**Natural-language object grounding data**
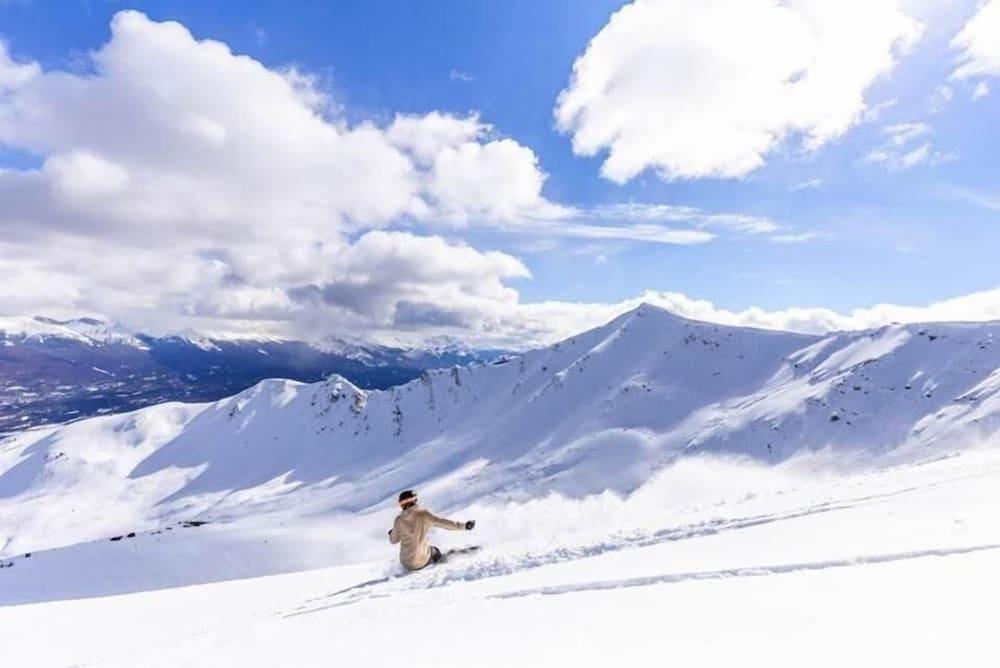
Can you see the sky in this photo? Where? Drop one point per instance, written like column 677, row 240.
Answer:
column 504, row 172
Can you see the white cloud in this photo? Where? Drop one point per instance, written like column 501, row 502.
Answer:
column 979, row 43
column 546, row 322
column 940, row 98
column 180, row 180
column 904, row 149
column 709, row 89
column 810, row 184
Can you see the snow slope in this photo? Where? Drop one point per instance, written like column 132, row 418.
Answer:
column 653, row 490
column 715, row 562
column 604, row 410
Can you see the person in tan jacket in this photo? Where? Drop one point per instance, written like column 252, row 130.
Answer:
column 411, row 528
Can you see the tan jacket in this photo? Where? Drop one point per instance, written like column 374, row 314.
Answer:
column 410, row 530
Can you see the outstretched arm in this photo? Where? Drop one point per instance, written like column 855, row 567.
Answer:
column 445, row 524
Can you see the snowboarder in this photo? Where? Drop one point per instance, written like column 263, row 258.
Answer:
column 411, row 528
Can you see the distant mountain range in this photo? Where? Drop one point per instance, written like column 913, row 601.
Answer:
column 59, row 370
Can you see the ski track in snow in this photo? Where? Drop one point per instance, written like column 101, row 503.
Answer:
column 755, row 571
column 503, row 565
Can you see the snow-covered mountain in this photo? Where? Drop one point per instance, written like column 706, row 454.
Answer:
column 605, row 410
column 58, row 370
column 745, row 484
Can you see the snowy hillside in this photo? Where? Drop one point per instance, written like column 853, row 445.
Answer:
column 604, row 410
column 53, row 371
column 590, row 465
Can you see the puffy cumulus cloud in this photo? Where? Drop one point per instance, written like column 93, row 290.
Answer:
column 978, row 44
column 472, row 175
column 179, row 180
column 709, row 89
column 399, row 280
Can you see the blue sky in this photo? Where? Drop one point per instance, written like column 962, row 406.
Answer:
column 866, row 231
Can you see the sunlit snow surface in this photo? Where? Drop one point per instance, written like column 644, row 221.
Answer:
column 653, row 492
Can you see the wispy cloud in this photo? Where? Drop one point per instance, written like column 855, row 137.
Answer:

**Task prompt**
Send back the data above verbatim, leaving out its pictures.

**Problem solution**
Can you see the sky in this photo? Where? Drop one point per instance, written like column 677, row 240.
Answer:
column 504, row 172
Can you see the white cloud in this photo? Where? Drop one point per instance, written like column 501, row 502.
Answer:
column 979, row 43
column 546, row 322
column 940, row 98
column 180, row 180
column 904, row 149
column 709, row 89
column 810, row 184
Can you see the snow slope in this photo? Where? Drop one point per instance, written like column 132, row 418.
Answer:
column 653, row 490
column 715, row 562
column 604, row 410
Can you see the person in tan jacket in this photo? Where? Drop one point per instance, written like column 252, row 130.
Answer:
column 411, row 528
Can you see the tan jacket in this photo? Where? Drop one point per instance, written like column 374, row 314.
Answer:
column 410, row 530
Can you see the outstretched arm in this photo? Where? Drop one point per instance, written like column 855, row 567.
Answer:
column 445, row 524
Can you see the snowboarder in this photo? Where? Drop one point per instance, written like column 263, row 258.
Answer:
column 411, row 528
Can you see the distant mountain range in this photo? Where? Drop one point per instance, written like column 913, row 601.
Answer:
column 59, row 370
Can you see the ski track in snow in this photo? Where? Drop one point per instance, written like column 101, row 503.
Answer:
column 755, row 571
column 503, row 565
Can you see the snow-covered mountain in this photo? Where? Drop one point per instance, written like column 706, row 454.
Answer:
column 605, row 410
column 58, row 370
column 745, row 484
Can you see the snowy hillside in this photo? Where? Drop one point per instance, written like column 853, row 445.
Answer:
column 604, row 410
column 53, row 371
column 590, row 465
Can you see the puffy cumulus cloud in this photo? Where? Drop one point per instance, written like column 93, row 290.
Answer:
column 978, row 44
column 472, row 175
column 179, row 180
column 709, row 89
column 399, row 280
Can you see the blue sky in this photo? Where? Drop one point per instance, written like column 962, row 406.
Answer:
column 866, row 231
Can you see the sunlit snow surface in this photo? Where? Drop one point per instance, written like column 644, row 221.
Answer:
column 653, row 492
Can you see the wispy cloud in this photo? Where? Drop one point per instance, written like column 855, row 137.
Answer:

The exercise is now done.